» Requirements
Write out the records again, exactly, leaving none out.

# START OF Dataset records

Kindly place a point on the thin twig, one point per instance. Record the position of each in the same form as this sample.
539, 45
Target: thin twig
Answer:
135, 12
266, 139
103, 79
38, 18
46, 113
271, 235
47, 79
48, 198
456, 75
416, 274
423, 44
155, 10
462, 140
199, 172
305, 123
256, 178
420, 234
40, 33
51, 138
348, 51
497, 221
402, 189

# END OF Dataset records

» The result
Kindly place a point on the thin twig, one point per instance. Record the position of each in the same form as this sample.
539, 45
Target: thin twig
Answer:
135, 12
266, 139
103, 79
38, 18
46, 113
271, 235
47, 79
48, 198
456, 75
416, 274
423, 44
155, 10
462, 140
199, 172
305, 123
256, 178
420, 234
40, 33
51, 138
348, 51
497, 221
402, 189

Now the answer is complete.